◆ Text under study ◆
"""

The Evidence & Conclusion Ontology (ECO) is a controlled vocabulary that describes scientific evidence, which results from a variety of research methods, as well as interpretations by authors and scientific curators. ECO is used to document scientific evidence to support conclusions that result from a scientific investigation. Since 2010, ECO has been under the stewardship of scientists at the Institute for Genome Sciences (IGS), University of Maryland, School of Medicine, in Baltimore, Maryland, USA. For a detailed description of ECO architecture and development history, see here.
Like most scientific disciplines, the field of biology is ever expanding and advancing. New research methods are continually developed and a never-ending stream of scientific publications continues to grow. As our scientific knowledge and data associated with such knowledge have increased, mechanisms for representing and storing such information have become essential.

"""

◆ Work request A ◆
According to the passage on the Evidence & Conclusion Ontology, since what year have scientists at the Institute for Genome Sciences been its stewards?
◆ Work request B ◆
Please write the next part of the passage on the Evidence & Conclusion Ontology, starting after its final sentence.

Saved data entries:
"""

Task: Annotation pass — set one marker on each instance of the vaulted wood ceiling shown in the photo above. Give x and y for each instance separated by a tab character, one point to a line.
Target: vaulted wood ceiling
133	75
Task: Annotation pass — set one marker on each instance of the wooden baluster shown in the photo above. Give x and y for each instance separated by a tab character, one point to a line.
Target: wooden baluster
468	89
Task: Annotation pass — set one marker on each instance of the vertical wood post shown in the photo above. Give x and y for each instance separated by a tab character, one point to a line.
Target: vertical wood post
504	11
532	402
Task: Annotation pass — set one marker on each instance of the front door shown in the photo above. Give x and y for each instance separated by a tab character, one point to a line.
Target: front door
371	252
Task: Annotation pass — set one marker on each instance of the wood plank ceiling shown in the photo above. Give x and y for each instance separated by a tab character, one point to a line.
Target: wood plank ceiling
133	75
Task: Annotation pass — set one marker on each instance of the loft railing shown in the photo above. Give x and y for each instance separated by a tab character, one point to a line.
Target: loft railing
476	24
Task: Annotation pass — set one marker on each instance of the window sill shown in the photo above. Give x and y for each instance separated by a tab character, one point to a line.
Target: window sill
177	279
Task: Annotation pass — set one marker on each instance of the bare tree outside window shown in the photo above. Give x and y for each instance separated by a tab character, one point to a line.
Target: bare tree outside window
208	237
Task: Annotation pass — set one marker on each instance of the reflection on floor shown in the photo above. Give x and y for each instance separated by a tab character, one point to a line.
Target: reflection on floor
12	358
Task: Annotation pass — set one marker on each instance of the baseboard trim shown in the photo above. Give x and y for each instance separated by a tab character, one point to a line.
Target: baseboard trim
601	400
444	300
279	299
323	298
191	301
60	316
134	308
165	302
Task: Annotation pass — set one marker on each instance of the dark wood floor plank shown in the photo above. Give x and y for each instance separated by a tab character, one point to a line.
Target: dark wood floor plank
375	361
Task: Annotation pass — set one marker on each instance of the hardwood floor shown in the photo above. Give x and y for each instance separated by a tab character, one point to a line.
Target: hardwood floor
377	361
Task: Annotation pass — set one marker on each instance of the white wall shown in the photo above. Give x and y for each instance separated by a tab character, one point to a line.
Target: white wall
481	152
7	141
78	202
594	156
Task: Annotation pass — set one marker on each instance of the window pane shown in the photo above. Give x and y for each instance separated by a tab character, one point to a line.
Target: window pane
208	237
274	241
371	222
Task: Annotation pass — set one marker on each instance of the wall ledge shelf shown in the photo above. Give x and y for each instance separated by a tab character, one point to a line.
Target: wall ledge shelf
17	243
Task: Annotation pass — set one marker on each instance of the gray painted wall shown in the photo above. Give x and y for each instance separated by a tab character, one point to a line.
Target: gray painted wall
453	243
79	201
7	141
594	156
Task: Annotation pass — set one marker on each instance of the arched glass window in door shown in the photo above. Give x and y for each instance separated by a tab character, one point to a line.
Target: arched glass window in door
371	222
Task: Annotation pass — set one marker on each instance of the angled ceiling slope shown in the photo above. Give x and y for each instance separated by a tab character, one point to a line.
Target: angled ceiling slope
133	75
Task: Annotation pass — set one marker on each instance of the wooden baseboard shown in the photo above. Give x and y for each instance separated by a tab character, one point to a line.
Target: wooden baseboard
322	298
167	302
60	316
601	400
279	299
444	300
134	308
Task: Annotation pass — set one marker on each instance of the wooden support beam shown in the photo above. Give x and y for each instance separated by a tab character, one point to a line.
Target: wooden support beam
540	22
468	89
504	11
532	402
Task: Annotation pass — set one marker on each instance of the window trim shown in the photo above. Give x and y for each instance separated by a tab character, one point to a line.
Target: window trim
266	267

"""

◆ Exercise output A ◆
Since 2010.

◆ Exercise output B ◆
With the growth of the internet & commensurate gains in storage capacity, biological databases have become important repositories of our knowledge. They allow the worldwide community of researchers to access, search, sort, and share a vast amount of information in a way previously not possible. Biological databases can store data but also knowledge learned through scientific analysis of that data. For example, a database might store primary information such as a protein’s amino acid sequence – but it might also contain information that describes that protein’s function, for example “protein X performs some biological function Y”. The amount of information stored by biological databases is immense, interconnected, and complex.
Onotologies for People & Computers
To facilitate efficient storage, search, and retrieval of such information, it is important to represent information in a coherent, consistent, and logical fashion. Such information must be interpretable by computers, but it must also be intuitive and coherent to people who want to access the information. Ontologies allow both people and computers to understand and organize information in such a logical and structured fashion. Thus, scientific concepts at biological databases are represented by ontologies and other controlled vocabularies.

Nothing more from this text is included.